_TASK GOAL:_ Turn the lines of the material into a numbered list, starting at the line that contains "segment --target=bride" and ending at the line that contains "M 336 282 L", with both of those lines included. Leave out any blank lines, and list nothing outside that span.

_RECORDS FOR THE TASK:_
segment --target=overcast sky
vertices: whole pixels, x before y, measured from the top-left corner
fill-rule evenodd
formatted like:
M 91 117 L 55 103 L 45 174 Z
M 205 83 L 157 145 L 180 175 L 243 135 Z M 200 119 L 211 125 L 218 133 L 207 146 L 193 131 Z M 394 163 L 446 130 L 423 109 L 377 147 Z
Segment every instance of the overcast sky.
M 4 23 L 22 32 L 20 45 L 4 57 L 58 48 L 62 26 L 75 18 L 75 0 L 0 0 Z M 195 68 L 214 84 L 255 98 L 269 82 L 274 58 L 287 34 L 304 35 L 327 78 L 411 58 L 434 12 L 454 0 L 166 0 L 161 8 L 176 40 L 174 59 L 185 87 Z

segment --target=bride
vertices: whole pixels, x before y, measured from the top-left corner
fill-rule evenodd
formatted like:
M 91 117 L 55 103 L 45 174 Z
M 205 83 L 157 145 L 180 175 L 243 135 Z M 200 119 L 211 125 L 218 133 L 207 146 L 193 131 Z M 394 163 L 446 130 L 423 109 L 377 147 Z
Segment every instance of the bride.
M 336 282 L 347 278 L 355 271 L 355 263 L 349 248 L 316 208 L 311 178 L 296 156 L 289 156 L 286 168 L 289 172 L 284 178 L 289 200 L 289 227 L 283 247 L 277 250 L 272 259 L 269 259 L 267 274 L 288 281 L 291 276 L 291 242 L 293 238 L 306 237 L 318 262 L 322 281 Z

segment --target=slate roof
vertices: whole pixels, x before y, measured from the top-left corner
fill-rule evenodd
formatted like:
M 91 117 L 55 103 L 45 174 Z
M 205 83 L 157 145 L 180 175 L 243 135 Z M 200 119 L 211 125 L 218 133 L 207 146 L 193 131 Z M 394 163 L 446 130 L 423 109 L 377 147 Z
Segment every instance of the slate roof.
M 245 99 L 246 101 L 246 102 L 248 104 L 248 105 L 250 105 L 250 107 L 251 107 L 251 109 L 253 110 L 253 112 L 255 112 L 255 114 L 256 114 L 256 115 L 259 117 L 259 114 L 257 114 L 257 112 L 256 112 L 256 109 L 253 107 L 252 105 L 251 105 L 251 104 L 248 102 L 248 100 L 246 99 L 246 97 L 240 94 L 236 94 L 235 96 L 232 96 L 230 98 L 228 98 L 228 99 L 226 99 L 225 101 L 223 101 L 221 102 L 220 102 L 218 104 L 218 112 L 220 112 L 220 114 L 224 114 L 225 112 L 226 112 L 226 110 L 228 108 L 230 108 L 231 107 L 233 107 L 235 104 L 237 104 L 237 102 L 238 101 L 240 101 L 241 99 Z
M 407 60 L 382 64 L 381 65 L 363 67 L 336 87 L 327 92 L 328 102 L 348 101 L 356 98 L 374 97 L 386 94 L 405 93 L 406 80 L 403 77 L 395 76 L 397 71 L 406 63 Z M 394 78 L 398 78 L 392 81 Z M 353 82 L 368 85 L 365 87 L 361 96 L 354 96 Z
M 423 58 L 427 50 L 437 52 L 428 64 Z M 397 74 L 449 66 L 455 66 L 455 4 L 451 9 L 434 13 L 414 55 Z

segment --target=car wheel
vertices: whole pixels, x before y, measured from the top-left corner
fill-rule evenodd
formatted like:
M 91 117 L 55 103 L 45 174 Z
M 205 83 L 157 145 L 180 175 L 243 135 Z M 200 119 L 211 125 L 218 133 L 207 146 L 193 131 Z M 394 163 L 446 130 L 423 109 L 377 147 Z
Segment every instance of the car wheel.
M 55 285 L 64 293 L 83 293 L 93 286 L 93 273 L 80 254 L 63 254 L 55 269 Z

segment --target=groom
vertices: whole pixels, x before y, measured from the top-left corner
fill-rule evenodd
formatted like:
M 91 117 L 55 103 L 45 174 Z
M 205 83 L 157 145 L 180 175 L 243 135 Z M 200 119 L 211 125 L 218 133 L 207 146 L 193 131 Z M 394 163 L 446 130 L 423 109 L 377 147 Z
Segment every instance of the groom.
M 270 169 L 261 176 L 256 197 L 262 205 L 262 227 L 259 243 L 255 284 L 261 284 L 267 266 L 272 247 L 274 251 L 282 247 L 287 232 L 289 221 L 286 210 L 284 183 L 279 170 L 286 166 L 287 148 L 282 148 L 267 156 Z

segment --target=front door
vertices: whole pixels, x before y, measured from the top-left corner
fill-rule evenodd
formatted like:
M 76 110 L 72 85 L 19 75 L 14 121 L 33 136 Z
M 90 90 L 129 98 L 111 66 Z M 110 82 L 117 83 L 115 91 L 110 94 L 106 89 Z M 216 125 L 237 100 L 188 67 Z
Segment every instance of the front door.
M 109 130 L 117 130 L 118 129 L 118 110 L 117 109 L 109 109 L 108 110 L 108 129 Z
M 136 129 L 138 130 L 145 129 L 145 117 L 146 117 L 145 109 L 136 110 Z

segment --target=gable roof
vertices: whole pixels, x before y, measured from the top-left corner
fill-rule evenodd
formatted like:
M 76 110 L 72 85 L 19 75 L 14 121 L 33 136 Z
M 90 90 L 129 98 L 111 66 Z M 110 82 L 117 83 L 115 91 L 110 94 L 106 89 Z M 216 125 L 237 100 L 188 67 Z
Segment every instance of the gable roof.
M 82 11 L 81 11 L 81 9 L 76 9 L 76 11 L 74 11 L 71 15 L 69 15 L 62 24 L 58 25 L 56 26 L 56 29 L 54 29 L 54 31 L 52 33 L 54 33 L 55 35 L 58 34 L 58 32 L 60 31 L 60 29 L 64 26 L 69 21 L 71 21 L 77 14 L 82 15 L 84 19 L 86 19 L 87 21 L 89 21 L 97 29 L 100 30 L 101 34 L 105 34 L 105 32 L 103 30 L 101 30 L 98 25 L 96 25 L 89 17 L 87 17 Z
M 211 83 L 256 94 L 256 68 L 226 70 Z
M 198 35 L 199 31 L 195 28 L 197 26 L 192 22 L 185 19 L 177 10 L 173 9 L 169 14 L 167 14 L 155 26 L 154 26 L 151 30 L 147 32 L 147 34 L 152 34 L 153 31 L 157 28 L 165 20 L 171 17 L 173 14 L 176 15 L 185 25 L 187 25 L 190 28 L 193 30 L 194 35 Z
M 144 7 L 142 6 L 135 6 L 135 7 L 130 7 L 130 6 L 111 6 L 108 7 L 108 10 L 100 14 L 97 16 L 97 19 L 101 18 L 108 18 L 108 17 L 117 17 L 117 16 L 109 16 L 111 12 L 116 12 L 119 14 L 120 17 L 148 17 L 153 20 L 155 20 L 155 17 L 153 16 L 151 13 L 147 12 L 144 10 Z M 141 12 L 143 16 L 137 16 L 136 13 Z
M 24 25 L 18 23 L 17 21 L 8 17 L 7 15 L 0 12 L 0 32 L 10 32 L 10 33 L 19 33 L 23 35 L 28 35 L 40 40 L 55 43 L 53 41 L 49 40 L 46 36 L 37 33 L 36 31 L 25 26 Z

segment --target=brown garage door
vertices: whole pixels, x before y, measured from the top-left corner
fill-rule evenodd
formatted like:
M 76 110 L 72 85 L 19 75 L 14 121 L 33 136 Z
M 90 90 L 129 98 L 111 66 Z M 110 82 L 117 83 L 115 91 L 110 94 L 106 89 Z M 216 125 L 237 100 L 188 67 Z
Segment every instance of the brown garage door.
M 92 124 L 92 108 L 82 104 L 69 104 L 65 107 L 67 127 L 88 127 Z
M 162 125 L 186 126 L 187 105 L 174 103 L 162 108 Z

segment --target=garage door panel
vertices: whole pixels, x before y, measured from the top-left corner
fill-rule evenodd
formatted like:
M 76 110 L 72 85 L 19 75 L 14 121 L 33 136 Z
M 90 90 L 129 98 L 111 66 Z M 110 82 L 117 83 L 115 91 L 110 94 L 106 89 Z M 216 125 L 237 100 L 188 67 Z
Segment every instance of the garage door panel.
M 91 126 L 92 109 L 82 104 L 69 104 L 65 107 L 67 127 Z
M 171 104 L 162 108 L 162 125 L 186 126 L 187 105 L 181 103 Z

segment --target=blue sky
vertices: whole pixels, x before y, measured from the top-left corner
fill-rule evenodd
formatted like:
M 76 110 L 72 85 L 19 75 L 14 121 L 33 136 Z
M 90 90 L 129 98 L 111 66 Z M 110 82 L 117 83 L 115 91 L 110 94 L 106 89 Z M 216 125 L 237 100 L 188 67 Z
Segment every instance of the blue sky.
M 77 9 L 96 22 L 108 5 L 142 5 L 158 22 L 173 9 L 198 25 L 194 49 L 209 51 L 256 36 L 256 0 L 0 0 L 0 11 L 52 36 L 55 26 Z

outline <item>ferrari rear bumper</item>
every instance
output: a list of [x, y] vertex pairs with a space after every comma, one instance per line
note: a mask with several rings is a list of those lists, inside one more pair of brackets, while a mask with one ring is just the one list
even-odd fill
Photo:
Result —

_SOLUTION:_
1. segment --target=bride
2. vertices: whole pixels, x before y, measured from the top-left corner
3. fill-rule evenodd
4. formatted like:
5. M 91 117 L 55 103 L 45 174 Z
6. M 205 83 L 157 145 L 180 175 L 243 135 Z M 200 119 L 211 125 L 218 133 L 207 146 L 193 131 Z M 394 163 L 446 130 L 423 109 L 377 147 Z
7. Segment every instance of the bride.
8. M 336 282 L 347 278 L 355 271 L 355 263 L 349 248 L 316 208 L 311 178 L 296 156 L 289 156 L 286 168 L 289 172 L 284 178 L 289 200 L 289 227 L 283 247 L 277 250 L 272 259 L 269 259 L 267 274 L 288 281 L 291 276 L 291 242 L 293 238 L 306 237 L 318 262 L 322 281 Z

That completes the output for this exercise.